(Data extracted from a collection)
################
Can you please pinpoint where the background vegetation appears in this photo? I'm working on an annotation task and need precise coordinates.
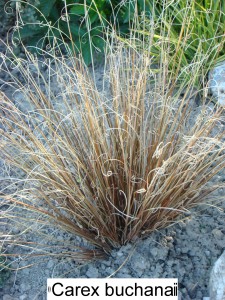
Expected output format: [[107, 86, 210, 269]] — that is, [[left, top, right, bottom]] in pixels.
[[145, 0, 225, 85], [11, 0, 225, 77], [12, 0, 150, 64]]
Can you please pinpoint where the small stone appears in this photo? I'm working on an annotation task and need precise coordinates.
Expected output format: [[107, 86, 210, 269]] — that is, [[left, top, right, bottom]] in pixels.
[[101, 260, 111, 267], [209, 62, 225, 105], [167, 242, 173, 248], [150, 247, 158, 257], [110, 251, 117, 258], [47, 260, 55, 269], [209, 250, 225, 300], [20, 283, 30, 293], [86, 266, 99, 278], [212, 229, 223, 239], [100, 265, 105, 270], [19, 295, 28, 300], [132, 254, 148, 271], [176, 247, 181, 255], [165, 236, 173, 242], [11, 228, 20, 235]]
################
◆ Your goal
All of the data above should be transcribed verbatim, with pictures omitted.

◆ Solution to the exercise
Can you please pinpoint where the background vegetation appears in this photo? I'm working on an annotation task and need precise coordinates.
Expected output format: [[107, 86, 210, 269]] — that is, [[left, top, right, bottom]] in pixels.
[[145, 0, 225, 85], [11, 0, 225, 77], [12, 0, 150, 64]]
Can you please pinpoint where the small stone appears in this photo? I'm working on an annotation task and need precise coordinates.
Expected output format: [[107, 86, 210, 269]] — that is, [[left, top, right, bottom]] in pixels.
[[101, 260, 111, 267], [209, 62, 225, 105], [167, 242, 173, 248], [150, 247, 158, 257], [110, 251, 117, 258], [47, 260, 55, 269], [209, 250, 225, 300], [20, 283, 30, 293], [86, 266, 99, 278], [212, 229, 223, 239], [100, 265, 105, 270], [19, 295, 28, 300], [132, 254, 148, 271], [176, 247, 181, 255], [165, 236, 173, 242], [11, 228, 20, 235]]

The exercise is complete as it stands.